Exercise requirements: From the line containing "Target: green grass" down to the last line of the records below, restate each line word for word and leave out the rest.

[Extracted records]
====================

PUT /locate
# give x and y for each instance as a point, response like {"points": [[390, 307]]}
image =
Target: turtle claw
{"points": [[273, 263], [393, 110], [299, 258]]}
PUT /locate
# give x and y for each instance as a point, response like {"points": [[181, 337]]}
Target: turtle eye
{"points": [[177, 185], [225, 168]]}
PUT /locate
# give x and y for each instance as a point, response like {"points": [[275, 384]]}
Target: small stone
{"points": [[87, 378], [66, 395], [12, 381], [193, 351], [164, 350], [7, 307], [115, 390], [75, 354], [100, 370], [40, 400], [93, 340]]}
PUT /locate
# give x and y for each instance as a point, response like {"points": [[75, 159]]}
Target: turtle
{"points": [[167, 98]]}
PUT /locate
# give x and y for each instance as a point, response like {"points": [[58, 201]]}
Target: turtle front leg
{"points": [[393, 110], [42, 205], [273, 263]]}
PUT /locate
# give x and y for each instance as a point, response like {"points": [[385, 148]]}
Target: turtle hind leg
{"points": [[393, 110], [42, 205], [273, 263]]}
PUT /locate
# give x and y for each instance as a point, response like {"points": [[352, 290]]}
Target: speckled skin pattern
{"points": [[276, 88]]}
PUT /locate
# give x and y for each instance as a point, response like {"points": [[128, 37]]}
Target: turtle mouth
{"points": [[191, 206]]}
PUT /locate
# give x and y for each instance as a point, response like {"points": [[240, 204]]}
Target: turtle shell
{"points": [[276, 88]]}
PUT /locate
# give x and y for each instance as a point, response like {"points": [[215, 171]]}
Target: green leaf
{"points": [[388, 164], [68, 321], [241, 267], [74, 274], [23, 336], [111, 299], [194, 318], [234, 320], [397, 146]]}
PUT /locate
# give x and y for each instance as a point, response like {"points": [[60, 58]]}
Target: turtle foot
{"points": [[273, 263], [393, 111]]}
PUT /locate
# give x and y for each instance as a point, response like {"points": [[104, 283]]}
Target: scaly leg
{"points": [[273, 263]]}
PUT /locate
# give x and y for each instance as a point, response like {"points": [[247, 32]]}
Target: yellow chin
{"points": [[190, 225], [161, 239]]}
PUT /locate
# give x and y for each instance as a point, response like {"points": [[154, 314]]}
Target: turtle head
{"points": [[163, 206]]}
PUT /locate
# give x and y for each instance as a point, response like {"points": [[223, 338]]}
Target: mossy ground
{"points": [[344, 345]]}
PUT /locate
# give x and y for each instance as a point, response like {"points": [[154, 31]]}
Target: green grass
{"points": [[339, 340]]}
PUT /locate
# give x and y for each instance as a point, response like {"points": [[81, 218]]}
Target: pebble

====================

Task output:
Target: green grass
{"points": [[339, 340]]}
PUT /locate
# give x and y for each instance as a point, response like {"points": [[81, 218]]}
Target: pebble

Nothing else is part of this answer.